- EXERCISE TEXT:
=== Section Start ===

Students with Summer Jobs

Students often get a job in the summer. If it's a first job it gives them a chance to learn about work and paying tax. Money earned doing work for others is taxable. Some work may count as self-employment. These can be jobs like baby-sitting or lawn care. Students should keep good records of their income and expenses related to their work. They may be able to deduct (subtract) those costs from their income on their tax return. A deduction can cut taxes. All tip income is taxable. They should keep a daily log to report them. They must report $20 or more in cash tips in any one month to your employer. And they must report all of their yearly tips on their tax return. They may earn too little from the summer job to owe income tax, but their employer usually must withhold Social Security and Medicare taxes from their pay. If they're self-employed, they may have to pay Social Security and Medicare taxes themselves. Special rules apply to newspaper carriers or distributors. If they meet certain conditions, they are self-employed. If they do not meet those conditions, and are under age 18, they may be exempt from social security and Medicare taxes. If they're in ROTC, active duty pay, such as pay they get for summer camp, is taxable. A subsistence allowance they get while in advanced training is not taxable.

Deducting Moving Expenses

Summertime is a popular season for moving to a new home. If any of your clients move because of a job, they may be able to deduct the cost of the move on your tax return. They may also be able to deduct their costs if they move to start a new job or to work at the same job in a new location. In order to deduct moving expenses, the move must meet three requirements:

1. The move must closely relate to the start of work. Generally, moving expenses can be deducted within one year of the date a taxpayer starts work at a new job location. Additional rules apply to this requirement.

2. The move must meet the distance test. The new main job location must be at least 50 miles farther from the taxpayer's old home than their previous job location. For example, if the old job was three miles from a client's former home, their new job must be at least 53 miles from their old home.

3. The move must meet the time test. After the move, a taxpayer must work full-time at their new job for at least 39 weeks the first year. If they're self-employed, they must meet this test and work full-time for a total of at least 78 weeks during the first two years at the new job site. If their income tax return is due before they've met this test, they can still deduct moving expenses if they expect to meet it.

=== Section End ===

- TASK TO COMPLETE: Print the passage from the tax text on summer jobs and moving, starting with "2. The move" and going on through "their old home.". The listing that comes next is drawn from a separate source unrelated to the text.

- PROVIDED RECORDS:

=== Section Start ===

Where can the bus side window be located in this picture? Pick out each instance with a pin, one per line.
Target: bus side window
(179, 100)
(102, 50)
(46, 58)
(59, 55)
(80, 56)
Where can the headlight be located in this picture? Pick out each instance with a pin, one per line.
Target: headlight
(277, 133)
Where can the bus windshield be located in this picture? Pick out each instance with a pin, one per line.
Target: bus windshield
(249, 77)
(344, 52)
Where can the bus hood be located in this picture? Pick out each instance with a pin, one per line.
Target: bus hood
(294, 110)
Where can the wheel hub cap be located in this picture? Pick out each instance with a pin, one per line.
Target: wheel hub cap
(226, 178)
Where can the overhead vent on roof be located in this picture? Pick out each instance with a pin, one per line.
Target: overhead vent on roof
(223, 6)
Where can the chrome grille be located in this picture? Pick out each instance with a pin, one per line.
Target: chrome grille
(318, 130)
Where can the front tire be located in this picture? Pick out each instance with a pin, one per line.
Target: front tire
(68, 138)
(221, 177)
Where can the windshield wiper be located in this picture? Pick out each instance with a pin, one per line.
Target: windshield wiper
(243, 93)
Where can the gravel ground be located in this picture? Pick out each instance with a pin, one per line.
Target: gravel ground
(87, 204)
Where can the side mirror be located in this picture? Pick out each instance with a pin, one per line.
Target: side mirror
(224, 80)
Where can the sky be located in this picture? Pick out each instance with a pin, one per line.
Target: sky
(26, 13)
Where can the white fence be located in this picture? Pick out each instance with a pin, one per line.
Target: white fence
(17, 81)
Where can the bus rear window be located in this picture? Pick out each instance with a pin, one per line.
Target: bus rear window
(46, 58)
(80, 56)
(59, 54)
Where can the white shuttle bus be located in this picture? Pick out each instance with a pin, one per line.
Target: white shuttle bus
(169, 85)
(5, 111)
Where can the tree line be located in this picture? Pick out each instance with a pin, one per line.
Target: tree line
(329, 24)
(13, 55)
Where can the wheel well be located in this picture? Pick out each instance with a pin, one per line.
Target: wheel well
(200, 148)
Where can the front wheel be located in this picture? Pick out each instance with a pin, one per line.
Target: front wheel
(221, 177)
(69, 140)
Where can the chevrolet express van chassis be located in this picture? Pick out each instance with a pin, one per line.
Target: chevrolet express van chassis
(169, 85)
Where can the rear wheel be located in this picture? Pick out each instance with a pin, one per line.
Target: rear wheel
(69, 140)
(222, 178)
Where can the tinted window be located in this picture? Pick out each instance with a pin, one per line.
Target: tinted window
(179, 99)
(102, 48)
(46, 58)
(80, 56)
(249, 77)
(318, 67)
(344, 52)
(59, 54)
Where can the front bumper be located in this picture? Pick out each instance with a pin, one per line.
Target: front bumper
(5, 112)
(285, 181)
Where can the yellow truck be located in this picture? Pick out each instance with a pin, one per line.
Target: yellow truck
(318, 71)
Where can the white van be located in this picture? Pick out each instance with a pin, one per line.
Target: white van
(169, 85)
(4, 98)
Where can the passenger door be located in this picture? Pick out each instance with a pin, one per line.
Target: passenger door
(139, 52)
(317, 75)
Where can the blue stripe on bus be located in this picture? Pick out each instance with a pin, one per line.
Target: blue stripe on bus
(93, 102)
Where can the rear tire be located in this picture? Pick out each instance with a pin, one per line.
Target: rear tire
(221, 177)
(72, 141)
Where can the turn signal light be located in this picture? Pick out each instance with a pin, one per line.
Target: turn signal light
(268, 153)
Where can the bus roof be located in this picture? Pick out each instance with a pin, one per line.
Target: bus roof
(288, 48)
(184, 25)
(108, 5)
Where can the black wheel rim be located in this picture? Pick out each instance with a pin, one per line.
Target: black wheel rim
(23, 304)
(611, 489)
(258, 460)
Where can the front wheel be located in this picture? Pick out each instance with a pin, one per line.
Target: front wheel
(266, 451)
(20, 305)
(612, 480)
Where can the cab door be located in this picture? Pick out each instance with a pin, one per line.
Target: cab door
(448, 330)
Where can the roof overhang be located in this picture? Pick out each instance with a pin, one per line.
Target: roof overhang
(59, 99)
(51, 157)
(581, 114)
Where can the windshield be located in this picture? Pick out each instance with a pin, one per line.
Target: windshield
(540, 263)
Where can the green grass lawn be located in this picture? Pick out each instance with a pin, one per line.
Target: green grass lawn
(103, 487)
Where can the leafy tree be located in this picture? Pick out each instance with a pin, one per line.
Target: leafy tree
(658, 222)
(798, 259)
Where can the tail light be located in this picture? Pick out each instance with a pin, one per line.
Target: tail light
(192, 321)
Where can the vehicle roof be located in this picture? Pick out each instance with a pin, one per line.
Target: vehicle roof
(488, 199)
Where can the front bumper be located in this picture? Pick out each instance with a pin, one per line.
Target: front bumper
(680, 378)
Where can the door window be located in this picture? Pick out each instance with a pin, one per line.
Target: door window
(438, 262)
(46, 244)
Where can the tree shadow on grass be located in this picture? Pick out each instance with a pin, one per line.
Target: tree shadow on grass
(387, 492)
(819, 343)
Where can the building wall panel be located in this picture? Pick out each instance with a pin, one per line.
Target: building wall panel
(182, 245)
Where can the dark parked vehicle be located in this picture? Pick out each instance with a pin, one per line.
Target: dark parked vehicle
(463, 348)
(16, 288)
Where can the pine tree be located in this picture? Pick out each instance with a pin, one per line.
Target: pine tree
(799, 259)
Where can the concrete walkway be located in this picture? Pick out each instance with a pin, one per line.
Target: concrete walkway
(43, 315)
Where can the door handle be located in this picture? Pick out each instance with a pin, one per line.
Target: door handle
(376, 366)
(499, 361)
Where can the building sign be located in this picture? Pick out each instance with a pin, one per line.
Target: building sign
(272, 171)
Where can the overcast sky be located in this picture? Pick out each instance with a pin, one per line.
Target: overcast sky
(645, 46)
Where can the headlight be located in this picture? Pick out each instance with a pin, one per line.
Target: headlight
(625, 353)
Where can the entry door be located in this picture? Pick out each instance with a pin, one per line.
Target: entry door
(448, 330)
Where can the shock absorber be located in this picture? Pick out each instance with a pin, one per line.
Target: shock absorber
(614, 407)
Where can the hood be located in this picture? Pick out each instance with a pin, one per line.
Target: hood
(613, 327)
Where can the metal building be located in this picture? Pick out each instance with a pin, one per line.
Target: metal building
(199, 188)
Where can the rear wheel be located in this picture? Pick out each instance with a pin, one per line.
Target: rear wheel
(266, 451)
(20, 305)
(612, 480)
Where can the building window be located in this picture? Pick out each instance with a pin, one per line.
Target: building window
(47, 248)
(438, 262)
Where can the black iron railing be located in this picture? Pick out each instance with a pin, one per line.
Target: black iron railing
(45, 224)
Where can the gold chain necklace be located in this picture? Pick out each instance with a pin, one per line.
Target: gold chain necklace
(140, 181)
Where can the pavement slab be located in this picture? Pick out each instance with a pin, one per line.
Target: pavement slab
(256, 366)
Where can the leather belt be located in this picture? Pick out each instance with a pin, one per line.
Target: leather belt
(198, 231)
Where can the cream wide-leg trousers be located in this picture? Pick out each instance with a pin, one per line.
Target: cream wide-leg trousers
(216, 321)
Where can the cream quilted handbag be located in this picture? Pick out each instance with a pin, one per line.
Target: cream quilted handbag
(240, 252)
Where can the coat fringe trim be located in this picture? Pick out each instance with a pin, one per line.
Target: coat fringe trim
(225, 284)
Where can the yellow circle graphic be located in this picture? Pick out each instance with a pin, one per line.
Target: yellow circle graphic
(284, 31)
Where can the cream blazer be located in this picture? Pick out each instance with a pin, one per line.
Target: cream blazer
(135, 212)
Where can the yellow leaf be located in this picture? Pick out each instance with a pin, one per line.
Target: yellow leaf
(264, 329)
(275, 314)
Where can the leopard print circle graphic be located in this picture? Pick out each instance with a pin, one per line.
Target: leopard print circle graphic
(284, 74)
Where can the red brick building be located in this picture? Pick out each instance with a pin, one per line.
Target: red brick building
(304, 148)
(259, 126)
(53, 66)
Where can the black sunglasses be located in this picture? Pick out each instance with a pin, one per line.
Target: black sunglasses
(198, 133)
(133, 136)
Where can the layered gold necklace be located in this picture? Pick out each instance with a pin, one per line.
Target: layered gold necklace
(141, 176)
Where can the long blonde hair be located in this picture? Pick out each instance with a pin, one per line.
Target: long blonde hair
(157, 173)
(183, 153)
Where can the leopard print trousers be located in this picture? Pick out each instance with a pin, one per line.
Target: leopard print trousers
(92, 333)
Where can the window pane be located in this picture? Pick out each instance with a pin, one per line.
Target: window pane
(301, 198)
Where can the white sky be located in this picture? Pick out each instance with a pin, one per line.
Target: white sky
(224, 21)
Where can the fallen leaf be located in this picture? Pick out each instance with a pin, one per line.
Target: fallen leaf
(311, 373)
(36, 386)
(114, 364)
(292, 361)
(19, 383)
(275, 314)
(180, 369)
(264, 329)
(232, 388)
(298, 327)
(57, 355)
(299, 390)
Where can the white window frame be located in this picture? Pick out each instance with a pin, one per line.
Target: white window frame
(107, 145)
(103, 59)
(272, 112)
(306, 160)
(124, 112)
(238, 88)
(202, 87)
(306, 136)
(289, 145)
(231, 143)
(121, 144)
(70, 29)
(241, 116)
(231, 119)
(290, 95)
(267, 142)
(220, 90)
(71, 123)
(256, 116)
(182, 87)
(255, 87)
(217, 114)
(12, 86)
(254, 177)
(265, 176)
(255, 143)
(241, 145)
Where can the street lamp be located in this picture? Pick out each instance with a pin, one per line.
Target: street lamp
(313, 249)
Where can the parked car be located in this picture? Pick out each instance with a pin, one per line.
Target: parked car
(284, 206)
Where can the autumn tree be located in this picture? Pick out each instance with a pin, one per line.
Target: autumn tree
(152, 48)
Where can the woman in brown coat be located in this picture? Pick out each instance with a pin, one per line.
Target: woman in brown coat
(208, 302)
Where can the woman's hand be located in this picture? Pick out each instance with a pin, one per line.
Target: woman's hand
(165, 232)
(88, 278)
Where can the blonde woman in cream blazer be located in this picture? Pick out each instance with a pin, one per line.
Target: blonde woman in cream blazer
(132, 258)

=== Section End ===

- SOLUTION TO THE PROBLEM:
2. The move must meet the distance test. The new main job location must be at least 50 miles farther from the taxpayer's old home than their previous job location. For example, if the old job was three miles from a client's former home, their new job must be at least 53 miles from their old home.